Stated exercise: Rewrite the listing below, substituting "field-guide catalog" for every occurrence of "play-diagram index" and leaving everything else unchanged.
-- BEGIN --
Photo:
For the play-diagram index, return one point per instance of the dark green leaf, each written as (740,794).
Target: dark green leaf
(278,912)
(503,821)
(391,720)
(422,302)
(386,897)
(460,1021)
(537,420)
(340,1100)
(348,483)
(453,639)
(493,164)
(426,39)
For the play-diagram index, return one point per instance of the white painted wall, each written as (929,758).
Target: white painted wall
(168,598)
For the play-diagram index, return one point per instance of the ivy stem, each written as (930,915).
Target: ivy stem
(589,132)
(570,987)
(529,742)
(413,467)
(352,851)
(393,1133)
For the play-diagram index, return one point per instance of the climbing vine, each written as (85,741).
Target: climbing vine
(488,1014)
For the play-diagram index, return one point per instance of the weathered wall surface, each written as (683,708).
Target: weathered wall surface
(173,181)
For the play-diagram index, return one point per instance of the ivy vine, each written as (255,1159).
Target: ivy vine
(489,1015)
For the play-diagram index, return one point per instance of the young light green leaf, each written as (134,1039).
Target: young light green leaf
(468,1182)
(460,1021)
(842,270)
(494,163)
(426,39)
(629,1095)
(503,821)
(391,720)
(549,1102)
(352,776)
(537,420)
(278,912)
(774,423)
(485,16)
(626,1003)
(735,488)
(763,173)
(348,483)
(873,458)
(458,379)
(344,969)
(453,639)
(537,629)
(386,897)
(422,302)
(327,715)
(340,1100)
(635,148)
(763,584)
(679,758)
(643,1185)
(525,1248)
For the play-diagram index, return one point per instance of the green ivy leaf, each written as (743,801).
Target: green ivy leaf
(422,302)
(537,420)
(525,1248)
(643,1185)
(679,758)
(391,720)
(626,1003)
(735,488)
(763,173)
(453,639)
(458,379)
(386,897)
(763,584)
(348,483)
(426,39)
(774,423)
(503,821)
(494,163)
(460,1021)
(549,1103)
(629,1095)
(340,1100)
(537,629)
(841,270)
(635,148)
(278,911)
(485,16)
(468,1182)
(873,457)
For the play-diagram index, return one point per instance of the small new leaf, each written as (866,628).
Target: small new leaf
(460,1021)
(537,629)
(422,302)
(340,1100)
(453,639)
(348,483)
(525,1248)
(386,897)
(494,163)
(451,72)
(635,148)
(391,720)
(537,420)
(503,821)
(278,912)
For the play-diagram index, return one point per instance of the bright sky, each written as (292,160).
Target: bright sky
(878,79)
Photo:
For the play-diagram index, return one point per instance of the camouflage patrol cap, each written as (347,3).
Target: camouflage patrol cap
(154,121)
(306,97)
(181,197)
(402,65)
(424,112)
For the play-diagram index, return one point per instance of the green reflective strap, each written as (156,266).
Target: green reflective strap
-- END --
Solved exercise:
Photo:
For the field-guide catalog, return one point per instance of the dark green leaf, each written as (740,794).
Target: dark green leaf
(278,912)
(503,821)
(391,720)
(422,302)
(386,897)
(460,1021)
(537,420)
(340,1100)
(348,483)
(453,639)
(493,164)
(426,39)
For the field-guide catalog, return one point per instance of the white painted wall, each written as (929,758).
Target: white painted wall
(168,598)
For the field-guide catalog, return one point per instance of the ivy stem, each written as (930,915).
Target: ivy stem
(589,132)
(570,987)
(529,742)
(413,467)
(352,851)
(393,1133)
For the field-guide catalog, return one point per instance of the climbing vine, each written as (85,741).
Target: climbing vine
(488,1014)
For the field-guide catalog, return one point per instance of the weathered wall surface, each written as (683,708).
Target: weathered wall surface
(173,181)
For the field-guide catalog, return one point per instance of the ivy vine, each written as (255,1159).
Target: ivy vine
(489,1015)
For the field-guide catalog, return one point per instance of the young light green leaf, each written as (134,1039).
Target: young light green leaf
(468,1182)
(460,1021)
(842,270)
(494,163)
(426,39)
(629,1095)
(503,821)
(391,720)
(549,1102)
(352,776)
(537,420)
(278,912)
(774,423)
(485,16)
(626,1003)
(735,488)
(763,173)
(348,483)
(873,458)
(458,379)
(344,969)
(453,639)
(537,629)
(386,897)
(422,302)
(327,715)
(340,1100)
(635,148)
(763,584)
(679,758)
(643,1185)
(525,1248)
For the field-guide catalog, return one point per instance of the green ivy leaf, each written as (743,801).
Target: green ivy leaf
(422,302)
(537,420)
(525,1248)
(643,1185)
(679,758)
(391,720)
(626,1003)
(735,488)
(763,173)
(453,639)
(458,379)
(386,897)
(763,584)
(348,483)
(426,39)
(774,423)
(503,821)
(494,163)
(460,1021)
(549,1103)
(629,1095)
(340,1100)
(537,629)
(841,270)
(635,148)
(278,911)
(485,16)
(468,1182)
(873,457)
For the field-guide catalog, return one point per instance of the small new leaf, each written as (866,628).
Target: small new leaf
(460,1021)
(537,629)
(422,302)
(340,1100)
(453,639)
(348,483)
(525,1248)
(386,897)
(494,163)
(451,72)
(635,148)
(391,720)
(537,420)
(503,821)
(278,912)
For the field-guide catalog, return one point per instance of the bright sky, each written as (292,160).
Target: bright sky
(878,79)
Photo:
For the field-guide catalog, return one point per instance of the camouflage patrol cap, each written as (347,3).
Target: camouflage patrol cap
(154,121)
(306,97)
(181,197)
(402,65)
(424,112)
For the field-guide catalog, return one point per instance of the green reflective strap, each written as (156,266).
Target: green reflective strap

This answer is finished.